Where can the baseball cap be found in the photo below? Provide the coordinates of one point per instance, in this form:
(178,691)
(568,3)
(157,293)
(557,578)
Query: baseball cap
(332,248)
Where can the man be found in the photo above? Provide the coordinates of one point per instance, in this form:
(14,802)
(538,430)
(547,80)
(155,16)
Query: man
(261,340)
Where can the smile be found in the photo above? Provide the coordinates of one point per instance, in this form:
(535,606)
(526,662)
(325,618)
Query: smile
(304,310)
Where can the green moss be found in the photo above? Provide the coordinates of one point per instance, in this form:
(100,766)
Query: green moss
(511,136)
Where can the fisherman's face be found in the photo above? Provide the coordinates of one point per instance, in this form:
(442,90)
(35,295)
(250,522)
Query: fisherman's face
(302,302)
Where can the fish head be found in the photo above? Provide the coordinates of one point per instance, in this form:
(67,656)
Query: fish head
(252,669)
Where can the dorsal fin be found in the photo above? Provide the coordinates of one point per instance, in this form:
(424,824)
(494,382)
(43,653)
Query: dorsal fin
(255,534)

========

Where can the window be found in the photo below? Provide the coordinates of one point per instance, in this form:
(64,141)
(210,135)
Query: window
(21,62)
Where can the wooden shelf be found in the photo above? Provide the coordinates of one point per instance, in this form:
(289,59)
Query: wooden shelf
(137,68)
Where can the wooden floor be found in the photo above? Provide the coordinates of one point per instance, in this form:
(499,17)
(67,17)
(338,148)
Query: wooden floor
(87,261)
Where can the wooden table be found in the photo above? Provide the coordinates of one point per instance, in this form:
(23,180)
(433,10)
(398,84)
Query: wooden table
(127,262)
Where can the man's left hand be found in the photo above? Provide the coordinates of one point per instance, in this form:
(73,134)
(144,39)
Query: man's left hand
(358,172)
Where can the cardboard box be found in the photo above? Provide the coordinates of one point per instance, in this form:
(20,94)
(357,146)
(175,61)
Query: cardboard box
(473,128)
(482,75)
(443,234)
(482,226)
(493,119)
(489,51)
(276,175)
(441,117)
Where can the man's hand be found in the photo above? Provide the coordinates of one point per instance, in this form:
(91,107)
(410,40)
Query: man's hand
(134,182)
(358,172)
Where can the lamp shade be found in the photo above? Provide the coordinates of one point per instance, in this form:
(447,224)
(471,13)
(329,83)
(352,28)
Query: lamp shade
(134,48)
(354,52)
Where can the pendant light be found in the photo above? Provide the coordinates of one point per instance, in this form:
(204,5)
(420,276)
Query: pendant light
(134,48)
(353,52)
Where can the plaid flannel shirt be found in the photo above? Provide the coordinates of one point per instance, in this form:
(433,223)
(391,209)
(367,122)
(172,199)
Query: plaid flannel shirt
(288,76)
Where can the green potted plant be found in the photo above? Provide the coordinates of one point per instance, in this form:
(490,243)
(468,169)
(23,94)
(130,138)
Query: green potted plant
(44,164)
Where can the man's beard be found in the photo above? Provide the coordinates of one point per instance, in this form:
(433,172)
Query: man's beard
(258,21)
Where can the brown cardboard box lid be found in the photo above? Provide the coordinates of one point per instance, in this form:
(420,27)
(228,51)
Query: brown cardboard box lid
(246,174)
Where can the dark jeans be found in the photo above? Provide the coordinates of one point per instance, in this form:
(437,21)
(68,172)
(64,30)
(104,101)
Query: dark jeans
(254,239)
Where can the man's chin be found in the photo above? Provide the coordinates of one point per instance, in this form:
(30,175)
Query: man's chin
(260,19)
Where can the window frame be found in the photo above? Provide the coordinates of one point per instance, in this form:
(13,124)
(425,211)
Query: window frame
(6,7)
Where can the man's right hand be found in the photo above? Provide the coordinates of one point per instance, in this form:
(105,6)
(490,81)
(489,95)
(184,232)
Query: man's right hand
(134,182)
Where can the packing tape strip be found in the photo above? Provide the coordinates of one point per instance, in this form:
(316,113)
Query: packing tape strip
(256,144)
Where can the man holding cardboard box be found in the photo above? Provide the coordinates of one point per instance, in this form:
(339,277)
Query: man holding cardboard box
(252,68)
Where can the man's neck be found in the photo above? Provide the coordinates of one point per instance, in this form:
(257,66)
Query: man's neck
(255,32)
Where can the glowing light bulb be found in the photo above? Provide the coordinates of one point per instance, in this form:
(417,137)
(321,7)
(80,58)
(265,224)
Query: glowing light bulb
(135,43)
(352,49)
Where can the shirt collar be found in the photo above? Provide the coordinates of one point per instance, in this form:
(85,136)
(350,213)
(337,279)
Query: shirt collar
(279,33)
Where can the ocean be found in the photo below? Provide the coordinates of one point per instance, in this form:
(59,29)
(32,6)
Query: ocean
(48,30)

========

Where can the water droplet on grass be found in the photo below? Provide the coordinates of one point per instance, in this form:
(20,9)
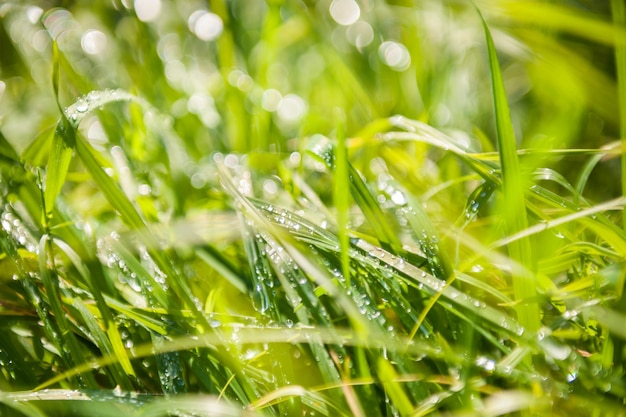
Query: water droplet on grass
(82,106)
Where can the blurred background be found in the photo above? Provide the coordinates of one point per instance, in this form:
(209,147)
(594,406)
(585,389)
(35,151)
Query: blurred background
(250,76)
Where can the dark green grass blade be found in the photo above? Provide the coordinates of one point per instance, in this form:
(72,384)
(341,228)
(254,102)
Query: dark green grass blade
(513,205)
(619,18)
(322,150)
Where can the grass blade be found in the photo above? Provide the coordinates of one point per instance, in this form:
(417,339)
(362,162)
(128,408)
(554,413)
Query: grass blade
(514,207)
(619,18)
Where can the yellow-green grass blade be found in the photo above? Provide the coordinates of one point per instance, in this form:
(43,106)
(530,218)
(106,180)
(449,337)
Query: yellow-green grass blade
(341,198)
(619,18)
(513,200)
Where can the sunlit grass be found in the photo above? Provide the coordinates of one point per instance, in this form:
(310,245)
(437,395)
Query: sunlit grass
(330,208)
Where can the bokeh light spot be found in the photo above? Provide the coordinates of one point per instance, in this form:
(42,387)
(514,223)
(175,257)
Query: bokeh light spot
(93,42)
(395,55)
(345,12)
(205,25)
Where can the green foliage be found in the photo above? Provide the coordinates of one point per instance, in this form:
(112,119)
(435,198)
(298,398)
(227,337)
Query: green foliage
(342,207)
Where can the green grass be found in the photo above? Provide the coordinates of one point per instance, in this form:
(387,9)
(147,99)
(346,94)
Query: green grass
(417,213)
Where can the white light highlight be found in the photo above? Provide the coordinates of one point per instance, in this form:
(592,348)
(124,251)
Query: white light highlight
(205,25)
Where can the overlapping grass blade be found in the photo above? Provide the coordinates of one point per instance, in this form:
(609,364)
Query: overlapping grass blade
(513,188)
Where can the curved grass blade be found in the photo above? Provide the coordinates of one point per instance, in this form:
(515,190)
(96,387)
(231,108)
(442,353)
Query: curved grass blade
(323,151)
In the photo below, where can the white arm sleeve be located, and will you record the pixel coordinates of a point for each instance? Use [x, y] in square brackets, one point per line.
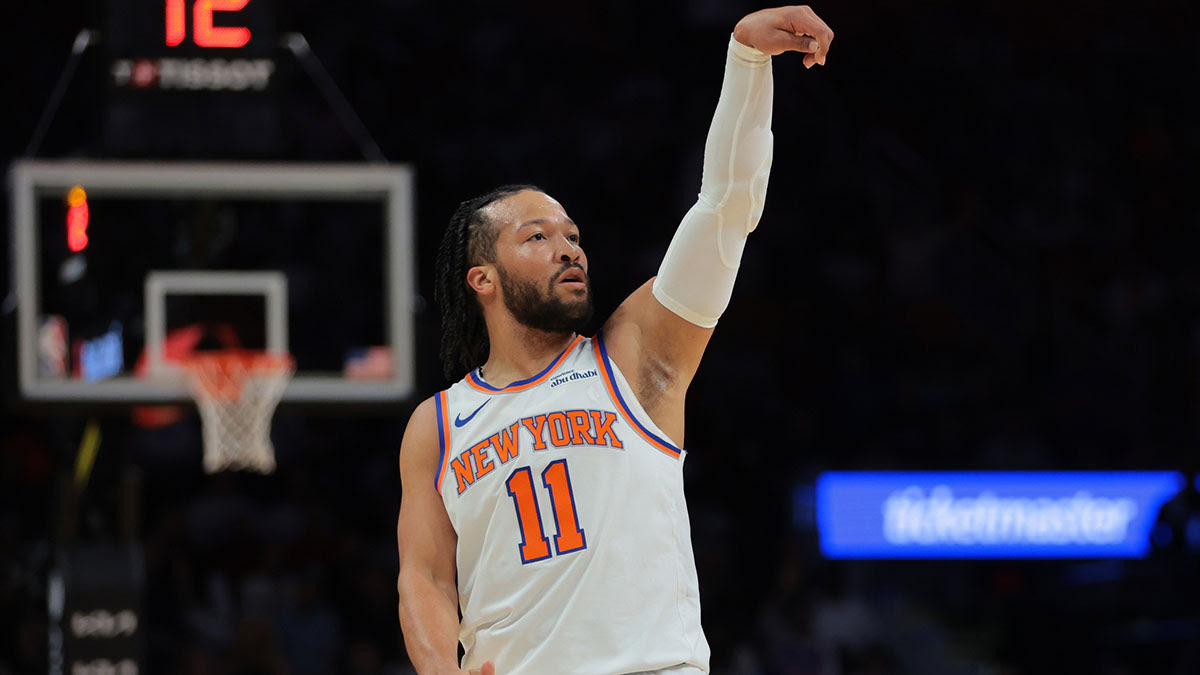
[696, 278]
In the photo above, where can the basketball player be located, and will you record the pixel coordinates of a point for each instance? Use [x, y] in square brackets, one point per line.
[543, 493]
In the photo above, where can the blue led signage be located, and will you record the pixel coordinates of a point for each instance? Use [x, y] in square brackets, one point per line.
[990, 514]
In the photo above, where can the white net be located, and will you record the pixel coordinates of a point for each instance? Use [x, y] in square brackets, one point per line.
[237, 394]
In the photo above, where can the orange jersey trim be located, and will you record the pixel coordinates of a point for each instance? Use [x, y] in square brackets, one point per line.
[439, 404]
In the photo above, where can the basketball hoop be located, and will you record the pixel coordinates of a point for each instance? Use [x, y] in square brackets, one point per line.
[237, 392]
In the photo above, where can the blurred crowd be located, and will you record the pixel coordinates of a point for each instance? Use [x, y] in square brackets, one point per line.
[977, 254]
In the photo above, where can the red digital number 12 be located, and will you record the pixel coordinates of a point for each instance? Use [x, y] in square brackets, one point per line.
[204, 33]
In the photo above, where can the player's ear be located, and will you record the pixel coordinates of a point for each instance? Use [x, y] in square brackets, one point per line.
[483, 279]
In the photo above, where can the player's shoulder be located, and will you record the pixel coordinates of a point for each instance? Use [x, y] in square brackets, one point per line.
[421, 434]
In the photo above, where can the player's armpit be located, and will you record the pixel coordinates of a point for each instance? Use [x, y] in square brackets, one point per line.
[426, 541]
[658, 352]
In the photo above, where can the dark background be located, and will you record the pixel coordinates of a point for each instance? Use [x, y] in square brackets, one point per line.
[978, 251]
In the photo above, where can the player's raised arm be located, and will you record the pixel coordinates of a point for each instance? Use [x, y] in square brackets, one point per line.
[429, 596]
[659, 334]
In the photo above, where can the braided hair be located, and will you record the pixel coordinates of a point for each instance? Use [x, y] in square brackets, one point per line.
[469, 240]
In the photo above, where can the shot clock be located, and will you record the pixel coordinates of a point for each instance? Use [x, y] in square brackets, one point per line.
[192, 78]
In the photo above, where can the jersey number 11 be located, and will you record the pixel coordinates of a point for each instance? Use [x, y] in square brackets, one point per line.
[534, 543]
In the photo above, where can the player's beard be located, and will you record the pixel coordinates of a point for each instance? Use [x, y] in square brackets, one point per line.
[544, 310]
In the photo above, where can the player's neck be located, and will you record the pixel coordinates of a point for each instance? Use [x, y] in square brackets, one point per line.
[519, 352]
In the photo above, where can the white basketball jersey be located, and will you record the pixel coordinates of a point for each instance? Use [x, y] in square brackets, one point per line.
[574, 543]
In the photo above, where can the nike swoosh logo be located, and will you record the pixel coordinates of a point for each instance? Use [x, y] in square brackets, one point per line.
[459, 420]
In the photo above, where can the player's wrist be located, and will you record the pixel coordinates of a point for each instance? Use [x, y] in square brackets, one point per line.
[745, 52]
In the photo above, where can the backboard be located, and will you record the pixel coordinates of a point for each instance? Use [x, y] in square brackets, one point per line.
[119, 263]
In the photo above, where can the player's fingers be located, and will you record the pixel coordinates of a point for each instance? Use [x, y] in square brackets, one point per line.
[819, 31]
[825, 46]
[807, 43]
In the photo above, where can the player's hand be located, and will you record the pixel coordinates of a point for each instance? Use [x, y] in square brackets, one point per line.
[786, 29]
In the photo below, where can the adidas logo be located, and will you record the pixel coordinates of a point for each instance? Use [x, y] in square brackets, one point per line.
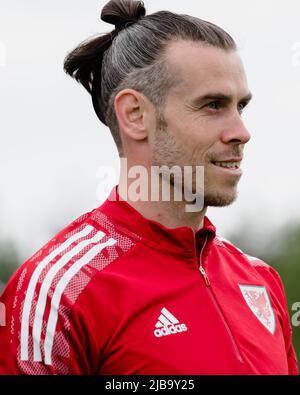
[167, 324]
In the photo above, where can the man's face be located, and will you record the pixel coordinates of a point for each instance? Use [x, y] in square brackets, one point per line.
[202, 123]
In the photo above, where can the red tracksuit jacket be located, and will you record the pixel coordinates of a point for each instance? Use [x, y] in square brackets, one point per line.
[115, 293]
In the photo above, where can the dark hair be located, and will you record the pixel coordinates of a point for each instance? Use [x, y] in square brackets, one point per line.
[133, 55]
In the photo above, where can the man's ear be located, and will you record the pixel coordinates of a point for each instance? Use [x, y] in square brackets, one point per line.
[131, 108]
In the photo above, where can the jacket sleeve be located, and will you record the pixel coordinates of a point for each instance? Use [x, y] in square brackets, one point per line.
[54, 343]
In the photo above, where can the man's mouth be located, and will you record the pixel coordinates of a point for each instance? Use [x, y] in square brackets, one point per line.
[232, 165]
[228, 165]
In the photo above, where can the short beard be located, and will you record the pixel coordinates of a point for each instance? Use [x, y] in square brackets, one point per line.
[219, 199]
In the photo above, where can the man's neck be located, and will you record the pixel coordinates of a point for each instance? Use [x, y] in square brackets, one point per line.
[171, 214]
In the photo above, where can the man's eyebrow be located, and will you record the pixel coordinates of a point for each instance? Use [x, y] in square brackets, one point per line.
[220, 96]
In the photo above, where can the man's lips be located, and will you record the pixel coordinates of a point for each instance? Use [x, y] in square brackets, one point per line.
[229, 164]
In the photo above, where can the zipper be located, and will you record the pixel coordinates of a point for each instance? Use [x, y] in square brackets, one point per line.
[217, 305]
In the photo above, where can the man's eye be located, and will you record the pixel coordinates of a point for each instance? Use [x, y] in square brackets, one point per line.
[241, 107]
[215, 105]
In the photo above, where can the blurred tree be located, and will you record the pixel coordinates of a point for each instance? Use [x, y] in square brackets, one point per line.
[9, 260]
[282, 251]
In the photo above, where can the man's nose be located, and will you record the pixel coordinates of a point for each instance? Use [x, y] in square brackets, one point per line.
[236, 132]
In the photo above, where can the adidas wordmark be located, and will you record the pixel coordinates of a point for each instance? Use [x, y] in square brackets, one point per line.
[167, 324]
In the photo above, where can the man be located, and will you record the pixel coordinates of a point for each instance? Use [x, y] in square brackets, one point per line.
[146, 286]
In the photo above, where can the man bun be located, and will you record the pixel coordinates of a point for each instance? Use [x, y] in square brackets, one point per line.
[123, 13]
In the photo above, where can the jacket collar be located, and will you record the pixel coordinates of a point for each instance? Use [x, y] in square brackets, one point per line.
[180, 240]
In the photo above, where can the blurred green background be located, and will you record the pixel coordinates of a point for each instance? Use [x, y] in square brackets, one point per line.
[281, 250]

========

Please pull out every line from the records above that contains the word "holding". Match case exactly.

* _Solution to the exercise_
Where can the man holding cardboard box be found in the photo above? Provide the coordinates of one point per instance, in this form:
Query: man holding cardboard box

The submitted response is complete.